Recorded data:
-=-=-=-=-

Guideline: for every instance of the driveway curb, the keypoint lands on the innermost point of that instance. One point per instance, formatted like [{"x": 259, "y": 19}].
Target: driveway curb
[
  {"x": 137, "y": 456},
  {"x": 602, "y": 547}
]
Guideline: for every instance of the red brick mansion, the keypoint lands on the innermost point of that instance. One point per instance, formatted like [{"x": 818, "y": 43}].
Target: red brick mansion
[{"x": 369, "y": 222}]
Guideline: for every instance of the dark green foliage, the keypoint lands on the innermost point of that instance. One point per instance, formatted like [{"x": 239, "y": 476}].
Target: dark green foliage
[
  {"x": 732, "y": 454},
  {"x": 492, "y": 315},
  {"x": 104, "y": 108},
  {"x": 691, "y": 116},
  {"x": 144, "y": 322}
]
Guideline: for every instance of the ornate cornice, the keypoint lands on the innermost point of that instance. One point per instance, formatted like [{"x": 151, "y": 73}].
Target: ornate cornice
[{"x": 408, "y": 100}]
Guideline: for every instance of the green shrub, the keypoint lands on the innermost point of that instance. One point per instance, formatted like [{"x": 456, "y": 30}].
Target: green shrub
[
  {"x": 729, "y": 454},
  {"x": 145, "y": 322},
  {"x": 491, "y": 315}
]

-=-=-=-=-

[DIRECTIONS FOR THIS TASK]: When the line containing "Target: red brick mansion" is found in the records above, restate it and every later line word for word through the last one, and nothing more.

[ANSWER TO THE PROBLEM]:
Target: red brick mansion
[{"x": 369, "y": 222}]
Guideline: for every instance of the dark green foliage, the keypoint lands on the innermost point of that instance. One point per instance, formatted like [{"x": 239, "y": 476}].
Target: dark green foliage
[
  {"x": 732, "y": 454},
  {"x": 492, "y": 315},
  {"x": 104, "y": 108},
  {"x": 691, "y": 116},
  {"x": 144, "y": 322}
]
Guideline: for every instance of the ornate cornice, the keypoint lands on the innermost point of that instance. One point per instance, formatted like [{"x": 151, "y": 73}].
Target: ornate cornice
[{"x": 408, "y": 100}]
Guideline: for every instance of the green shrub, the keypoint lands on the innermost point of that instance. One point per instance, formatted like [{"x": 456, "y": 30}].
Target: green shrub
[
  {"x": 729, "y": 454},
  {"x": 145, "y": 322},
  {"x": 491, "y": 315}
]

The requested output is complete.